Given passage:
==*==

Wednesday, March 04, 2015

Change Your Story to Find Serenity and Lose Stress

Yes, it’s just like those paradoxes we know from recovery: “You have to give it away to keep it.” and “You have to surrender to win.” Now here is a new one –on stress--in a brand new book:
 
It’s not really stress that is stressing you out, it is the story of stress that you’ve been told, and that you tell yourself. But serenity is yours by simply changing your mind.  (And a couple of habits) And the stories that you tell yourself.

That is the message and guidance in a brand new book—published yesterday—called “Seeking Serenity—The 10 New Rules for Health and Happiness in the Age of Anxiety.”
The author, Amanda Enayati—is a technology columnist and wellness speaker but also and crucially—she’s a researcher. And what she has done differently from every other writer with advice on stress—Enayati went looking for the back-story on stress, and in making sense of the history she has created a map to wind our way out.

That’s pretty smart. And she is.

==*==

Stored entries
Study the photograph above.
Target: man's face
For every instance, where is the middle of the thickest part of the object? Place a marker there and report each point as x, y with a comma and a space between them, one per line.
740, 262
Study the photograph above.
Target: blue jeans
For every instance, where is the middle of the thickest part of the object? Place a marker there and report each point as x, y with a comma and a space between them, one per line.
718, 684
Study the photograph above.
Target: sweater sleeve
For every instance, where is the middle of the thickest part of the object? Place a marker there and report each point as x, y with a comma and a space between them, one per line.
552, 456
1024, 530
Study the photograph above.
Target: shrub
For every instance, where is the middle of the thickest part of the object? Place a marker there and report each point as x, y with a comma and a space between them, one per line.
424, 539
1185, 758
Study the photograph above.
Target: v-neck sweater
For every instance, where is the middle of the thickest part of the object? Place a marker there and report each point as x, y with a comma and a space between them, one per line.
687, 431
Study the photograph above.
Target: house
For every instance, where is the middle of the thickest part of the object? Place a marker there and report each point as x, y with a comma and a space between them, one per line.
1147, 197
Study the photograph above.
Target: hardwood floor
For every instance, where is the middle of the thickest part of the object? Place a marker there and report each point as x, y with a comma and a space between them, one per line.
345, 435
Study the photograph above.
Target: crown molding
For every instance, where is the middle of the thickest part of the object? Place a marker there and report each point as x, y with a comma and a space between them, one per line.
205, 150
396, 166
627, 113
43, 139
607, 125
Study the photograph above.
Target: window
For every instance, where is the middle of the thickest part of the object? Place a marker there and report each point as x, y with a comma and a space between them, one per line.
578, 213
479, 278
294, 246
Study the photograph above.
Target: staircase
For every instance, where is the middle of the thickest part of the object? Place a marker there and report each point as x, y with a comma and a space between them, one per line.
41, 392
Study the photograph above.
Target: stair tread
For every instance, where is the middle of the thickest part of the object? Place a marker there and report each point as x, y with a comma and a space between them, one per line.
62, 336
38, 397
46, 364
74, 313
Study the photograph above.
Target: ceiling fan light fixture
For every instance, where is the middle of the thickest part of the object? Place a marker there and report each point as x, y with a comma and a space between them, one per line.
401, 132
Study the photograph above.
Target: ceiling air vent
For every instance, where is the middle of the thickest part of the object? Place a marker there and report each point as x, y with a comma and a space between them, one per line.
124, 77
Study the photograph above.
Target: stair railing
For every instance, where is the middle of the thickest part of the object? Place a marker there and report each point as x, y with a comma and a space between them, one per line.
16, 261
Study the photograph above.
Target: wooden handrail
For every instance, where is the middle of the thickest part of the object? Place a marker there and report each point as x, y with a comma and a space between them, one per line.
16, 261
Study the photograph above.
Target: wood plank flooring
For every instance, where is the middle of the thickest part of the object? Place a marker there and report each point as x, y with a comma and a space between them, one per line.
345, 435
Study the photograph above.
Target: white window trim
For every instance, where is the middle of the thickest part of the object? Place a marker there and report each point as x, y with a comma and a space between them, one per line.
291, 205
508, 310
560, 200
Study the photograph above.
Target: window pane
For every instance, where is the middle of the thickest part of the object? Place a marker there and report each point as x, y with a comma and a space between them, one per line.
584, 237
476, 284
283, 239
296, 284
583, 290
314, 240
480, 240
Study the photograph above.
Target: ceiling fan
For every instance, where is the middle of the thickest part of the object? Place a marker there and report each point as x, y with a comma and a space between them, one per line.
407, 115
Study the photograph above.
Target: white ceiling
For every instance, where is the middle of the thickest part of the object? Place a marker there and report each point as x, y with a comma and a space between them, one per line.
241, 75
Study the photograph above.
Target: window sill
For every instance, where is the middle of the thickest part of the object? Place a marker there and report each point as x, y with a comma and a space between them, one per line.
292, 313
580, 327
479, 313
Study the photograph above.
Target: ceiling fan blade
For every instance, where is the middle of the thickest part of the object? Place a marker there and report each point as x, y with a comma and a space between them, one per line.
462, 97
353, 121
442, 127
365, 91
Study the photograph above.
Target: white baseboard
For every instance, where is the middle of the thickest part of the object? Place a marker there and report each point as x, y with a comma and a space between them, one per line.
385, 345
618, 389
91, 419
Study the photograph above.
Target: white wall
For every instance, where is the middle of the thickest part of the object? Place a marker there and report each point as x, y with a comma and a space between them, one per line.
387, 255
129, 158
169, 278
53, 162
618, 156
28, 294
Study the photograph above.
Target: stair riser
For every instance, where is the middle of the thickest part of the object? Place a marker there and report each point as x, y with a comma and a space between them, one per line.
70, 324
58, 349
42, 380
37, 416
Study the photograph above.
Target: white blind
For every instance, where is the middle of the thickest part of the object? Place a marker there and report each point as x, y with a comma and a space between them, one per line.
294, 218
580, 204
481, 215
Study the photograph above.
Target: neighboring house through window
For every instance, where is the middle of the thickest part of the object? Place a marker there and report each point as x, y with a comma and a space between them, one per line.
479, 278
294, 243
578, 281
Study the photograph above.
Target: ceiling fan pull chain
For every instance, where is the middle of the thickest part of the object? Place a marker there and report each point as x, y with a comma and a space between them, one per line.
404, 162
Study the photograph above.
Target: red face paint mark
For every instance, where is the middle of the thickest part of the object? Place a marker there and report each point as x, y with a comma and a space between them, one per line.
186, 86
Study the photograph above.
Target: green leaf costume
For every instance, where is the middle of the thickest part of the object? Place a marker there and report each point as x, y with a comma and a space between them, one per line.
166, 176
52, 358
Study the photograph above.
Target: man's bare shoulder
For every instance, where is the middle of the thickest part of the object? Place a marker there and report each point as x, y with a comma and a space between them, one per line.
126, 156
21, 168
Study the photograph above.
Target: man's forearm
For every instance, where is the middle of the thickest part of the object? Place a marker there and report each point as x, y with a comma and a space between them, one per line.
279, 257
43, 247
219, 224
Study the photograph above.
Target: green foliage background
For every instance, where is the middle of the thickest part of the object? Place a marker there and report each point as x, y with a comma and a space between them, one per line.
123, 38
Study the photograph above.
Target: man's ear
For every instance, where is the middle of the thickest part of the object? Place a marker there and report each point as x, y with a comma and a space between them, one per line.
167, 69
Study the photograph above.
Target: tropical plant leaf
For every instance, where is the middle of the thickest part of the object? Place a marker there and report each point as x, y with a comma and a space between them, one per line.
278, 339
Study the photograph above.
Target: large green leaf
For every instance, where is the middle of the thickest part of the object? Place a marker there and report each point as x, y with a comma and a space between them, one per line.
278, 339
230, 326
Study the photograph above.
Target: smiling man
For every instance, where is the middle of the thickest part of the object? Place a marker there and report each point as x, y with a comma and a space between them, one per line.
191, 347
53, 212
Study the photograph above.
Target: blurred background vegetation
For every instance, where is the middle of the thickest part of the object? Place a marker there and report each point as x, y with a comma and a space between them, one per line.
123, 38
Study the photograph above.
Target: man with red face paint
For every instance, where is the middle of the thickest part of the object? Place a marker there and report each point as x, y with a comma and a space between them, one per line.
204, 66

==*==

Task description: Pick up the blog post about changing your story to lose stress right after its last line and keep writing it. These records have nothing to do with the post above them.

Exercise output:
Enayati had a very stressful life. A big New York City attorney, a witness to 9/11, with the fallout depression afterward, then followed by a diagnosis of late-stage cancer, and then a total reevaluation of
her life (there is that cancer gift again)—and a complete remission. But she was left with soooooo many questions. And being a writer/columnist/researcher she went looking at the science of stress and discovered the cultural/business side of the issue du jour for all of us.

What she lays out for us in “Seeking Serenity” is that while we act like, and react like, stress is a real and tangible thing that we have to manage and defeat, stress is actually a cultural construct, a social construct, and sadly—and frighteningly—stress is a marketing construct.

You’ll either laugh or cry when you read Enayati’s revelations on the role Big Tobacco played in creating the concept of stress so they could market their best-known stress-relievers. (Yep, cigarettes) But the damage was bigger than lung cancer—it was also a kind of cultural cancer. Marketers of tobacco, alcohol, certain foods, and now even treatments, had to –in order to sell us their solutions—first sell us on the belief in stress.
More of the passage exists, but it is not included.